* THE PROBLEM: Copy every one of the records below word for word, without changing anything.

(Saved entries)

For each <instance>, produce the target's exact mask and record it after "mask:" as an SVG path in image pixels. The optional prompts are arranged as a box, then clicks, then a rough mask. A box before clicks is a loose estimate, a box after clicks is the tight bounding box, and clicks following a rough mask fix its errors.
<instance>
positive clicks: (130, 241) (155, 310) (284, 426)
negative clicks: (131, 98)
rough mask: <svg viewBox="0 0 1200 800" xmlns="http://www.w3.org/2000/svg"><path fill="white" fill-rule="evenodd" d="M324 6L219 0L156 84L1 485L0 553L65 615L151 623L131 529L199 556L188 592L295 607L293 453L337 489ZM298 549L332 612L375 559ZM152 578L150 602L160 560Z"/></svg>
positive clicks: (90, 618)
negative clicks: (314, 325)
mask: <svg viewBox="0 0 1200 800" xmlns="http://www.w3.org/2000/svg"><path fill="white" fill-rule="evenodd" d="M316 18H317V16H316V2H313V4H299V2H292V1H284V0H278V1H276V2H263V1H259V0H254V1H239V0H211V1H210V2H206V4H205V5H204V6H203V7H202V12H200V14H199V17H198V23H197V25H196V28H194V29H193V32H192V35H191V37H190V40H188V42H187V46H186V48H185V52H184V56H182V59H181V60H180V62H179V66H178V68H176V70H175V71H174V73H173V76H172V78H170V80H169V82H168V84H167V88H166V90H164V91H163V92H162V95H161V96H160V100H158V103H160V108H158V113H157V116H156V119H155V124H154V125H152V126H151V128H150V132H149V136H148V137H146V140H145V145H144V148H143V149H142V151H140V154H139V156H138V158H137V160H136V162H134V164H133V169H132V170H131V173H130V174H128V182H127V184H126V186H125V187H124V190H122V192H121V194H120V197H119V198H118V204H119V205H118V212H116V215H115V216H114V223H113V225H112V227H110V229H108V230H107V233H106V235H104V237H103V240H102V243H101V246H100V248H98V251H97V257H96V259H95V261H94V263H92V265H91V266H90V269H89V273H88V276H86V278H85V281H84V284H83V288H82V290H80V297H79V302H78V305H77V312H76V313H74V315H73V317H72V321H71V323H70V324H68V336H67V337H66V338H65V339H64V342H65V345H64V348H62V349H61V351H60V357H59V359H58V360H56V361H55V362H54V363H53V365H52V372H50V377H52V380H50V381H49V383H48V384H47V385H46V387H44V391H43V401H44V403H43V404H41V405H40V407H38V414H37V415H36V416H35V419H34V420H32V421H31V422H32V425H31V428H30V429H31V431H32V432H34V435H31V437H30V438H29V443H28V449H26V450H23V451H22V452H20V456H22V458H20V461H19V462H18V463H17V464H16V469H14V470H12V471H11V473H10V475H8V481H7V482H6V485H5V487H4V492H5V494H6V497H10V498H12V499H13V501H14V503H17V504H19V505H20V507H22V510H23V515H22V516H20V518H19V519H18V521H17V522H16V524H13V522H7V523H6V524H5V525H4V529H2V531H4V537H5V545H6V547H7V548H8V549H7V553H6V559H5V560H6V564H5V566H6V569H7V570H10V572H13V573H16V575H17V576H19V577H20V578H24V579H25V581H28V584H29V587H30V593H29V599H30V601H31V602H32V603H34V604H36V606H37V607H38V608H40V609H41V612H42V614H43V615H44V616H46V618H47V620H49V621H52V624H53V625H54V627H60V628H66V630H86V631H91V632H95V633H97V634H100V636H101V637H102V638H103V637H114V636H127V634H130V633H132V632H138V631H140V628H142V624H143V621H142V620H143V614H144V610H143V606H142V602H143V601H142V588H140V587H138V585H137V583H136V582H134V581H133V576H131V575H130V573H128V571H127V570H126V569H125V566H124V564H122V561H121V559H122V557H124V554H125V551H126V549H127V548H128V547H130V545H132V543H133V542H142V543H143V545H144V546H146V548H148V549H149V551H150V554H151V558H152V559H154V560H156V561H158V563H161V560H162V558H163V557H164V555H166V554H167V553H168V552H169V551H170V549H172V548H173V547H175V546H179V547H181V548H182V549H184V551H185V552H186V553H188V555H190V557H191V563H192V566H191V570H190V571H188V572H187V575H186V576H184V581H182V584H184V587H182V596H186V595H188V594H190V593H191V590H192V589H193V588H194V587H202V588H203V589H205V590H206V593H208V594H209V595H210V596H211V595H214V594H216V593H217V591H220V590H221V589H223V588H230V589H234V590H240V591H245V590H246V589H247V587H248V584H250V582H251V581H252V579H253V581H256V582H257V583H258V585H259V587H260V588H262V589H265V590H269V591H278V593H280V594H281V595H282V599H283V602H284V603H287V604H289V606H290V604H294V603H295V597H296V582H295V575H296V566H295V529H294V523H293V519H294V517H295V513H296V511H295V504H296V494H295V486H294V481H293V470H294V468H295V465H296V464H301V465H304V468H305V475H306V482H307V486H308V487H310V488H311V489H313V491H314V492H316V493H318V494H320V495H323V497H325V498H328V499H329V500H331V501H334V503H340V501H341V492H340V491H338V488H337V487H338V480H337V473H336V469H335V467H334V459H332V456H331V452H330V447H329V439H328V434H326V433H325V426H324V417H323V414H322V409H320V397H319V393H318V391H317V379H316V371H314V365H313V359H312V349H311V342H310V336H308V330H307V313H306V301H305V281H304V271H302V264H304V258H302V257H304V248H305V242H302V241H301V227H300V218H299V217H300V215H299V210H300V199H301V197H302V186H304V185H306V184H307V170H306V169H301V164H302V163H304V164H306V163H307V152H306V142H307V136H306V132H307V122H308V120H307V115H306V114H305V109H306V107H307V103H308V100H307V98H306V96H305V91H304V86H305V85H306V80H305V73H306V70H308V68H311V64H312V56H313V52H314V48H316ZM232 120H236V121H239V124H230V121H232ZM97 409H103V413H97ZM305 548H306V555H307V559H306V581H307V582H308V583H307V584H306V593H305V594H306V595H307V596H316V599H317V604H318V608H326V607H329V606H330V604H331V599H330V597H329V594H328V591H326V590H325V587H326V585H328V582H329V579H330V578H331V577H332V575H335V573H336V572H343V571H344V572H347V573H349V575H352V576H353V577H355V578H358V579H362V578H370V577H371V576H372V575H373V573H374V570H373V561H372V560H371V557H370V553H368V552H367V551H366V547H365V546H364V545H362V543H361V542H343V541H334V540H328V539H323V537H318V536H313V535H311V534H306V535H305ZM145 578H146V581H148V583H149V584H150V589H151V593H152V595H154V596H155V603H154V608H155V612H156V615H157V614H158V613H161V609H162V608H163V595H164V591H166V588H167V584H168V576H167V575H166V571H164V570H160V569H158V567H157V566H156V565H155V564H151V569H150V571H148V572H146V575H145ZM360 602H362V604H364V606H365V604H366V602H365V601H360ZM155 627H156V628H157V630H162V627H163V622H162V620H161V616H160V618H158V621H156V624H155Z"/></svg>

* RESPONSE AREA:
For each <instance>, produce the target's exact mask and record it after "mask:" as an SVG path in image pixels. The optional prompts are arranged as a box, then clicks, then a rough mask. A box before clicks is a loose estimate, a box after clicks is the tight bounding box, and clicks following a rough mask fix its errors.
<instance>
positive clicks: (130, 241) (155, 310) (284, 426)
negative clicks: (131, 98)
rough mask: <svg viewBox="0 0 1200 800" xmlns="http://www.w3.org/2000/svg"><path fill="white" fill-rule="evenodd" d="M324 6L219 0L156 84L1 485L0 553L65 615L151 623L131 529L199 556L188 592L295 607L293 453L337 489ZM298 549L332 612L375 559ZM152 578L150 602L160 560Z"/></svg>
positive clicks: (90, 618)
negative clicks: (314, 325)
mask: <svg viewBox="0 0 1200 800" xmlns="http://www.w3.org/2000/svg"><path fill="white" fill-rule="evenodd" d="M316 18H317V16H316V2H313V4H299V2H292V1H284V0H278V1H276V2H263V1H259V0H254V1H239V0H211V1H210V2H206V4H205V5H204V6H203V7H202V12H200V14H199V17H198V23H197V25H196V28H194V29H193V32H192V35H191V37H190V40H188V42H187V46H186V48H185V52H184V56H182V59H181V60H180V62H179V66H178V68H176V70H175V71H174V73H173V76H172V78H170V80H169V82H168V84H167V88H166V90H164V91H163V92H162V95H161V96H160V100H158V103H160V108H158V113H157V116H156V119H155V124H154V125H152V126H151V128H150V132H149V136H148V137H146V140H145V145H144V148H143V149H142V151H140V154H139V156H138V158H137V160H136V162H134V164H133V169H132V170H131V173H130V174H128V182H127V184H126V186H125V187H124V190H122V192H121V194H120V197H119V198H118V204H119V205H118V212H116V215H115V216H114V223H113V225H112V227H110V229H108V230H107V233H106V235H104V237H103V240H102V243H101V246H100V248H98V251H97V257H96V259H95V261H94V263H92V265H91V266H90V269H89V273H88V276H86V278H85V281H84V284H83V288H82V290H80V297H79V302H78V305H77V312H76V313H74V315H73V317H72V321H71V323H70V324H68V336H67V337H66V338H65V339H64V342H65V345H64V348H62V349H61V351H60V357H59V359H58V360H56V361H55V362H54V363H53V365H52V372H50V377H52V380H50V381H49V383H48V384H47V385H46V387H44V391H43V401H44V403H43V404H41V405H40V407H38V414H37V415H36V416H35V419H34V420H32V421H31V422H32V425H31V428H30V429H31V431H32V432H34V435H31V437H30V438H29V443H28V449H26V450H23V451H22V452H20V456H22V458H20V461H19V462H18V463H17V464H16V469H14V470H12V471H11V473H10V475H8V481H7V482H6V485H5V487H4V492H5V494H6V497H10V498H12V499H13V501H14V503H17V504H19V505H20V507H22V510H23V515H22V516H20V518H19V519H18V521H17V522H16V524H13V522H7V523H6V524H5V525H4V529H2V531H4V537H5V545H6V547H7V548H8V549H7V553H6V559H5V560H6V564H5V566H6V569H7V570H10V572H13V573H16V575H17V576H19V577H20V578H24V579H25V581H28V584H29V587H30V593H29V599H30V601H31V602H32V603H34V604H36V606H37V607H38V608H40V609H41V612H42V614H43V615H44V616H46V618H47V620H49V621H52V624H53V625H54V627H60V628H66V630H86V631H91V632H95V633H97V634H100V636H101V637H102V638H103V637H114V636H127V634H130V633H132V632H138V631H140V628H142V624H143V621H142V620H143V614H144V610H143V606H142V602H143V601H142V588H140V587H138V585H137V583H136V582H134V581H133V576H131V575H130V573H128V571H127V570H126V569H125V566H124V564H122V561H121V559H122V557H124V554H125V551H126V549H127V548H128V547H130V545H132V543H133V542H142V543H143V545H144V546H146V548H148V549H149V551H150V554H151V558H152V559H154V560H156V561H158V563H161V560H162V558H163V557H164V555H166V554H167V553H168V552H169V551H170V549H172V548H173V547H175V546H179V547H181V548H182V549H184V551H185V552H186V553H188V555H190V557H191V563H192V566H191V570H190V571H188V572H187V575H186V576H184V581H182V584H184V587H182V596H186V595H188V594H190V593H191V590H192V589H193V588H194V587H202V588H203V589H205V590H206V593H208V594H209V595H210V596H211V595H214V594H216V593H217V591H220V590H221V589H223V588H230V589H234V590H240V591H245V590H246V589H247V587H248V584H250V582H251V581H252V579H253V581H256V582H257V583H258V585H259V587H260V588H262V589H265V590H269V591H278V593H280V594H281V595H282V599H283V602H284V603H287V604H289V606H290V604H294V603H295V597H296V582H295V575H296V566H295V529H294V523H293V519H294V517H295V513H296V511H295V504H296V494H295V486H294V481H293V470H294V468H295V465H296V464H301V465H304V468H305V475H306V482H307V486H308V487H310V488H311V489H313V491H314V492H316V493H318V494H320V495H323V497H325V498H328V499H329V500H331V501H334V503H340V501H341V492H340V491H338V488H337V487H338V480H337V473H336V469H335V467H334V459H332V456H331V452H330V447H329V439H328V434H326V433H325V426H324V417H323V414H322V409H320V397H319V393H318V391H317V379H316V371H314V365H313V359H312V349H311V342H310V336H308V330H307V313H306V301H305V281H304V271H302V264H304V258H302V257H304V248H305V242H302V241H301V227H300V218H299V217H300V215H299V210H300V199H301V197H302V186H304V185H306V184H307V170H306V169H301V164H302V163H304V164H306V163H307V152H306V142H307V136H306V132H307V122H308V120H307V115H306V114H305V109H306V107H307V103H308V100H307V98H306V96H305V91H304V86H305V85H306V80H305V73H306V70H308V68H311V64H312V56H313V52H314V48H316ZM232 120H236V121H239V124H230V121H232ZM97 409H103V413H97ZM305 548H306V555H307V559H306V581H307V582H308V583H307V584H306V593H305V594H306V595H307V596H316V599H317V604H318V608H326V607H329V606H330V604H331V599H330V597H329V594H328V591H326V590H325V587H326V585H328V582H329V579H330V578H331V577H332V575H335V573H336V572H343V571H344V572H347V573H349V575H352V576H353V577H355V578H358V579H362V578H370V577H371V576H372V575H373V573H374V570H373V561H372V560H371V557H370V553H368V552H367V551H366V547H365V546H364V545H362V543H361V542H343V541H334V540H328V539H323V537H318V536H313V535H311V534H306V535H305ZM145 578H146V581H148V583H149V584H150V589H151V593H152V595H154V596H155V603H154V608H155V612H156V615H157V614H158V613H161V609H162V608H163V595H164V591H166V588H167V584H168V576H167V575H166V571H164V570H160V569H158V567H157V566H156V565H155V564H151V569H150V571H148V572H146V575H145ZM360 602H362V604H364V606H365V604H366V602H365V601H360ZM155 627H156V628H157V630H162V627H163V622H162V620H161V616H160V618H158V621H156V624H155Z"/></svg>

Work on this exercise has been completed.